** EXERCISE DATA follows **
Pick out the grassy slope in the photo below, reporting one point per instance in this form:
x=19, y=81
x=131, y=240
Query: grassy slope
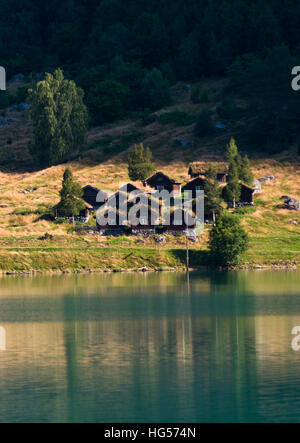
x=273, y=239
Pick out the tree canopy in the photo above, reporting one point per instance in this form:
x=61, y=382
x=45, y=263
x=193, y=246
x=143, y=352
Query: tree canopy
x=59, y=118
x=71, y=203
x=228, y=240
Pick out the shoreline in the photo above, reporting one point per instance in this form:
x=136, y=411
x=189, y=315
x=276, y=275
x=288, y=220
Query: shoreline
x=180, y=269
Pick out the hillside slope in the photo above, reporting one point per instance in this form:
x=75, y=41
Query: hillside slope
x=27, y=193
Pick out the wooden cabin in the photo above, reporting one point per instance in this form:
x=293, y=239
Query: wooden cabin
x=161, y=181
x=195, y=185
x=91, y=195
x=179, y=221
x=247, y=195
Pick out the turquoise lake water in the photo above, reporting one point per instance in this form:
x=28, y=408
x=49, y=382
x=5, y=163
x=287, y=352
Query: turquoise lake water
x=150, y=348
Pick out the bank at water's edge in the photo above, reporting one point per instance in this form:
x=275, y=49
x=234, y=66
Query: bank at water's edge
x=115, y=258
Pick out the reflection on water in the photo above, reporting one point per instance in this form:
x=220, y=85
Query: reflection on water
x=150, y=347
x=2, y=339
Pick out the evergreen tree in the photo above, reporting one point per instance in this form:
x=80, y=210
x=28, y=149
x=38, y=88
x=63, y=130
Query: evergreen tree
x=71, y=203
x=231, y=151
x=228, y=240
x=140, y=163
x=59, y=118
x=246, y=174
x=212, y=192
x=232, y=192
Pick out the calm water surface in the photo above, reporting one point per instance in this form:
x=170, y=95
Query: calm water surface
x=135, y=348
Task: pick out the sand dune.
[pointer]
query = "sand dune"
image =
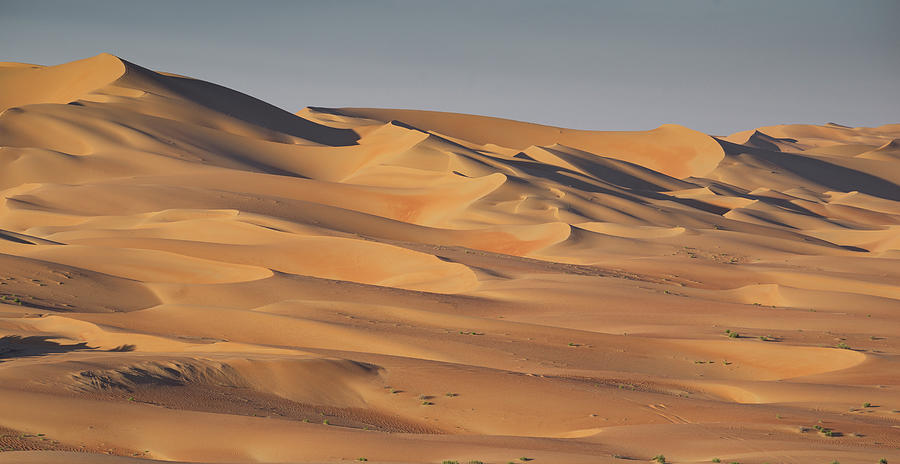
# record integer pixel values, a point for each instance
** End of EXERCISE DATA **
WORK TASK> Although the records hold pictures, return only what remains, word for word.

ANSWER AREA>
Pick out the grassy slope in the photo below, reporting one point per instance in this form:
x=19, y=81
x=131, y=240
Query: grassy slope
x=273, y=239
Pick out the tree canopy in the photo above, reporting one point per instance in this form:
x=61, y=382
x=45, y=263
x=193, y=246
x=143, y=352
Query: tree canopy
x=59, y=118
x=71, y=203
x=228, y=240
Pick out the shoreline in the photo above, reporting one point per instance in this form:
x=136, y=411
x=189, y=315
x=276, y=275
x=288, y=220
Query: shoreline
x=180, y=269
Pick out the hillside slope in the photo above, reporting one point per instance in this form:
x=75, y=41
Query: hillside slope
x=27, y=193
Pick out the wooden cabin in the photo above, reporting one point per instance in this form:
x=293, y=239
Query: wooden cabin
x=161, y=181
x=195, y=185
x=91, y=195
x=179, y=221
x=247, y=195
Pick out the turquoise lake water in the photo above, reporting one point per instance in this form:
x=28, y=408
x=49, y=382
x=5, y=163
x=287, y=352
Query: turquoise lake water
x=150, y=348
Pick out the bank at water's edge in the photo above, reporting one point per instance in this form:
x=275, y=49
x=234, y=66
Query: bank at water's edge
x=115, y=258
Pick out the reflection on water in the photo above, reporting one point per instance in this form:
x=220, y=85
Query: reflection on water
x=150, y=347
x=2, y=339
Pick out the evergreen tree in the photo above, reporting one point per instance in this form:
x=80, y=210
x=28, y=149
x=38, y=88
x=63, y=130
Query: evergreen tree
x=71, y=203
x=231, y=151
x=228, y=240
x=140, y=163
x=59, y=118
x=246, y=174
x=212, y=192
x=232, y=192
Pick out the calm water surface in the photo above, reporting one point per instance in this form:
x=170, y=95
Query: calm water surface
x=135, y=348
Task: pick out the sand dune.
[pointer]
query = "sand dune"
image =
# record integer pixel values, a point for each instance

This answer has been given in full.